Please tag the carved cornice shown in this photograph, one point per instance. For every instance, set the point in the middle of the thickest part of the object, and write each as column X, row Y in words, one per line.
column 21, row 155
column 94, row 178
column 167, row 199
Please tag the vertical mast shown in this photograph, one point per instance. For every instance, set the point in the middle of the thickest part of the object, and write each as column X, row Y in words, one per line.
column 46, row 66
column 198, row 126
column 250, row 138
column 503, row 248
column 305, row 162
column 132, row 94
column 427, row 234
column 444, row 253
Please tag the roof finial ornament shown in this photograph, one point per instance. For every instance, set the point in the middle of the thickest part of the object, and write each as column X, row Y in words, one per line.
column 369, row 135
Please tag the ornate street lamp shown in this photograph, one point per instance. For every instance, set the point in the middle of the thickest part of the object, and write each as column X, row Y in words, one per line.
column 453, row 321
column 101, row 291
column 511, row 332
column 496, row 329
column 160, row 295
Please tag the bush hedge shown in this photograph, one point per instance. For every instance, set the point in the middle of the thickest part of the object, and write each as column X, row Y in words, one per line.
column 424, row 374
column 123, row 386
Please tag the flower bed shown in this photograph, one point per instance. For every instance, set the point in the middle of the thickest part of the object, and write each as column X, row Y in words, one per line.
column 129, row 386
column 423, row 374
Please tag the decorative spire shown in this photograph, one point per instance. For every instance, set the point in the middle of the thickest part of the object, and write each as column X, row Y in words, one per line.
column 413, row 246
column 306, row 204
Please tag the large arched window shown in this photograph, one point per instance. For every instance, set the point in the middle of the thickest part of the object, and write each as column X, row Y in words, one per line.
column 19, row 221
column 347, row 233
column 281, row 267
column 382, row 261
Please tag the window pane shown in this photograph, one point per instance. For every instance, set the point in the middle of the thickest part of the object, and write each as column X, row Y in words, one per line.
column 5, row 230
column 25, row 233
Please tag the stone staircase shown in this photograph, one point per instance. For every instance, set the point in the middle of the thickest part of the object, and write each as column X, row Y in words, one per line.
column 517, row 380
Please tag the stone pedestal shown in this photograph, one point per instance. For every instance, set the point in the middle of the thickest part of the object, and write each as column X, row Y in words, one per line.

+===+

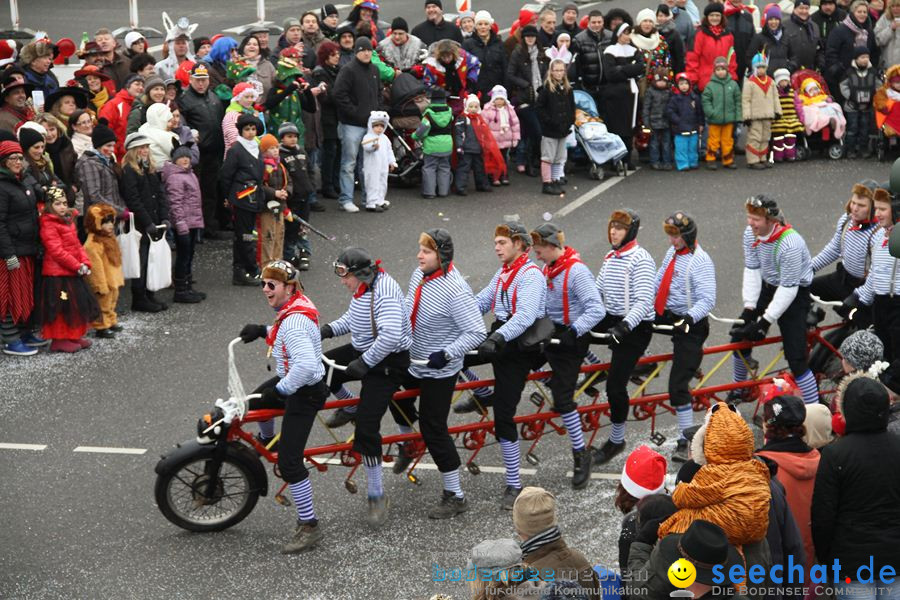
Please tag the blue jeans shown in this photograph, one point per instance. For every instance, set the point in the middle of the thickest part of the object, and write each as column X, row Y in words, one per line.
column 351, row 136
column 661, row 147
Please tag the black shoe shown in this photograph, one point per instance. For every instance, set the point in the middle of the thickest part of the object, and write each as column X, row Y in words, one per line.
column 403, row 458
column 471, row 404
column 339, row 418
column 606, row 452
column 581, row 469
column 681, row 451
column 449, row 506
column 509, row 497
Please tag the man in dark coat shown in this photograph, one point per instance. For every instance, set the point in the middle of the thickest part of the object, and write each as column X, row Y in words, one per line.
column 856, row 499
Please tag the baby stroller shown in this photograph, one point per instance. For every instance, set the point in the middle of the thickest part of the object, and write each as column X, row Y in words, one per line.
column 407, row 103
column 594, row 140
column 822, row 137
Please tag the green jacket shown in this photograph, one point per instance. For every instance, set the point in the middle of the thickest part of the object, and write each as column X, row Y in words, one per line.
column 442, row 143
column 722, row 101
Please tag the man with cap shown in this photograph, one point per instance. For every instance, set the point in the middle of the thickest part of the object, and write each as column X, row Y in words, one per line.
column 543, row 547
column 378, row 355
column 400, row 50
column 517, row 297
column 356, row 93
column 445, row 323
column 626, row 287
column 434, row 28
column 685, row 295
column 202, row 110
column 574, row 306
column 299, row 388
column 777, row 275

+===+

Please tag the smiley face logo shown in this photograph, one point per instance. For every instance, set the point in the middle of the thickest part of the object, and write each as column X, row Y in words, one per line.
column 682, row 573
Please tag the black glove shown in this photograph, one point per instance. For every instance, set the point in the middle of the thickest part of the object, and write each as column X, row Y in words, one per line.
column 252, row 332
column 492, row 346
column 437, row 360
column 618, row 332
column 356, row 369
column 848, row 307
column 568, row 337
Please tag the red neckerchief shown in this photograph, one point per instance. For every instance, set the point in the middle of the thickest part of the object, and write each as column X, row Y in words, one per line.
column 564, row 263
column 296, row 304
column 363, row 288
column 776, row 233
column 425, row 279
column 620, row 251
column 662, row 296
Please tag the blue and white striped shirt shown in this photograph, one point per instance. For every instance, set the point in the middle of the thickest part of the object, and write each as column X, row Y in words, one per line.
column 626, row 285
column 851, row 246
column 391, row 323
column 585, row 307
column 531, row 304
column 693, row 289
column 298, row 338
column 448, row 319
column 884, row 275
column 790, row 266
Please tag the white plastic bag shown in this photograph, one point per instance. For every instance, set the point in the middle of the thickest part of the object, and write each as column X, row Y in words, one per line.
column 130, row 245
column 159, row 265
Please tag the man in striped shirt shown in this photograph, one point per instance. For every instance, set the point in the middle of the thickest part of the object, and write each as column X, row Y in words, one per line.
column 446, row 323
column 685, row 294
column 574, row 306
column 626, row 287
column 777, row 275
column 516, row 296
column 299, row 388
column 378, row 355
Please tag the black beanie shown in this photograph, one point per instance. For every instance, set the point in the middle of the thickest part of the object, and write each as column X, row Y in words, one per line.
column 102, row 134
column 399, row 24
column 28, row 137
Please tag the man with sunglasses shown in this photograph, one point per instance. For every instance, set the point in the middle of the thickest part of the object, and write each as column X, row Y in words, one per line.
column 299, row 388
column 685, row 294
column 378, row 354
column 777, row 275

+===+

**To do:** Referring to the material above, set down exactly the lines between the line with "Please tag the window" and the line with "Please tag the stone pedestal", inclusive, and no other lines.

**Answer below:**
Please tag the window pane shown in this photograph, one point per instance. For every instance, set the point in the middle of the thickest part of the object, and write each as column X, row Y in words, one per line.
column 5, row 230
column 25, row 233
Please tag the stone staircase shown in this photograph, one point per instance. For every instance, set the point in the middle of the thickest part of the object, and write each as column X, row Y in words, one per line.
column 517, row 380
Please tag the stone pedestal shown in this photograph, one point per instance. For every instance, set the point in the middle of the thickest part of the object, and write each as column X, row Y in words, one per line.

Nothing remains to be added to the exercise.